TASK INPUTS:
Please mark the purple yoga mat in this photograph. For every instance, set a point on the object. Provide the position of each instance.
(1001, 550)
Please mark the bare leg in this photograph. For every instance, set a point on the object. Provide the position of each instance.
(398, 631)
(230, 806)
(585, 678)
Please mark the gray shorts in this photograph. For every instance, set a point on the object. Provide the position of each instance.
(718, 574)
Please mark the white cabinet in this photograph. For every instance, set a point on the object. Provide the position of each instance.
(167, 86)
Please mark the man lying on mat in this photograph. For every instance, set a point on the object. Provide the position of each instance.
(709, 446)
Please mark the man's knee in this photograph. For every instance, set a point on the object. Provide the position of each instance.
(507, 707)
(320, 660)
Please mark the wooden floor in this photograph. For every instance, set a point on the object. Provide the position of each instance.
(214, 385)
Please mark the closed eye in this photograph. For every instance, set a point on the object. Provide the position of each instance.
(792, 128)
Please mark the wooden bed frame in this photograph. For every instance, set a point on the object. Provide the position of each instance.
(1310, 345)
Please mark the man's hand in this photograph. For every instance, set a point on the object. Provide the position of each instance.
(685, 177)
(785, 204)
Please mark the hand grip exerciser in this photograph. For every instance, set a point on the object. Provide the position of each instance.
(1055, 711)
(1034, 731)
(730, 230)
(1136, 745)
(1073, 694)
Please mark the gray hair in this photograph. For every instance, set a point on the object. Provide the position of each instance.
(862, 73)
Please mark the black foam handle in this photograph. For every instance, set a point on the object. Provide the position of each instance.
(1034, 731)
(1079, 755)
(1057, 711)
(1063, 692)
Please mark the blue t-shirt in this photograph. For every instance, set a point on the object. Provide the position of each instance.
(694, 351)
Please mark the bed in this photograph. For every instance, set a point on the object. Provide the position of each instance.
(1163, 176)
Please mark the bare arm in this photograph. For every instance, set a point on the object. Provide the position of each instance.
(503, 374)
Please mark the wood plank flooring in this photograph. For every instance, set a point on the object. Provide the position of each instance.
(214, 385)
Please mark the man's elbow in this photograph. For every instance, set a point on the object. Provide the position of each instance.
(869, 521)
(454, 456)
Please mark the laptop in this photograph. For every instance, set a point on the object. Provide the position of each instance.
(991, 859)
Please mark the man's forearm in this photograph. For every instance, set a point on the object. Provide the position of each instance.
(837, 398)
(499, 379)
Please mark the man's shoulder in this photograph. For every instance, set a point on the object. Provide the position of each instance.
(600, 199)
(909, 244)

OBJECTIVE: Render all of the data above as a JSON list of strings, with one string for each line and no blank lines.

EXERCISE RESPONSE:
[
  "Please mark the purple yoga mat in this photograph. For every instance, set a point on the object. Provide the position of each instance.",
  "(1001, 550)",
  "Please mark the bare leg in this photograph. For every instance, set a point on the object. Provide the position of each instance.",
  "(398, 631)",
  "(230, 806)",
  "(585, 678)",
  "Please mark the gray shorts in this photograph. For every instance, set a point on the object. Provide the position of each instance.",
  "(718, 574)",
  "Please mark the white cabinet in this photograph. For every instance, set a point on the object. Provide the position of each instance.",
  "(167, 86)",
  "Please mark the man lying on mat in this photograph. For every instance, set a point on the object. Provide the position of each instance.",
  "(709, 446)",
  "Please mark the man's knee in this photograph. For every instance, set a point on the object. Provide the position of each instance.",
  "(507, 707)",
  "(320, 660)",
  "Please mark the wooden floor in this photograph. For every instance, set a point on the object. Provide the position of each instance.",
  "(214, 385)",
  "Please mark the closed eye in this photograph. For every instance, set a point on the object. Provide the position of each instance.",
  "(792, 128)",
  "Please mark the wooden bed frame in this photograph. For every instance, set a point on the object. Provide the position of each instance.",
  "(1310, 345)",
  "Please mark the man's hand in this photograph. For every instance, set a point on the object. Provide the position of each instance.",
  "(685, 177)",
  "(785, 204)",
  "Please mark the hand grip exerciser in this photograph. For every instance, set a point on the object. Provide the position of each instance.",
  "(1055, 711)",
  "(1034, 731)",
  "(730, 230)",
  "(1136, 745)",
  "(1073, 694)",
  "Please mark the gray hair in this photograph. For every instance, set a point on the object. Provide the position of each instance.",
  "(862, 73)",
  "Please mark the black foam handle in this photograph. For every instance, set a point on the object. Provide the position of each instance.",
  "(1034, 731)",
  "(1079, 755)",
  "(1057, 711)",
  "(1063, 692)",
  "Please mark the blue t-shirt in this photograph. For every instance, set a point on the object. Provide the position of each instance.",
  "(694, 351)",
  "Please mark the bed in this photograph. For every instance, set a point on the object. Provide the position of each instance.",
  "(1163, 176)",
  "Please mark the bare arm in this photograph. For every instance, set a point on the object. Provide the position of each instance.",
  "(503, 374)",
  "Please mark the wood plank flooring in this photograph. For every instance, set a point on the object. Provide the position of each instance.",
  "(214, 385)",
  "Please mark the man's elbow in this photograph. For every instance, set a point on the object. Provide the position of each instance.",
  "(869, 521)",
  "(454, 456)",
  "Please mark the laptop in this photograph. For every instance, set a point on the object. Provide the position of each instance.",
  "(991, 859)",
  "Please mark the man's forearm in this photograph. For every instance, set a point on the object. Provide the position of each instance.",
  "(837, 398)",
  "(499, 379)",
  "Please mark the man's shoulder in this photograph. For every instance, set a point on the object. Provide the position of each instance.",
  "(600, 199)",
  "(909, 244)"
]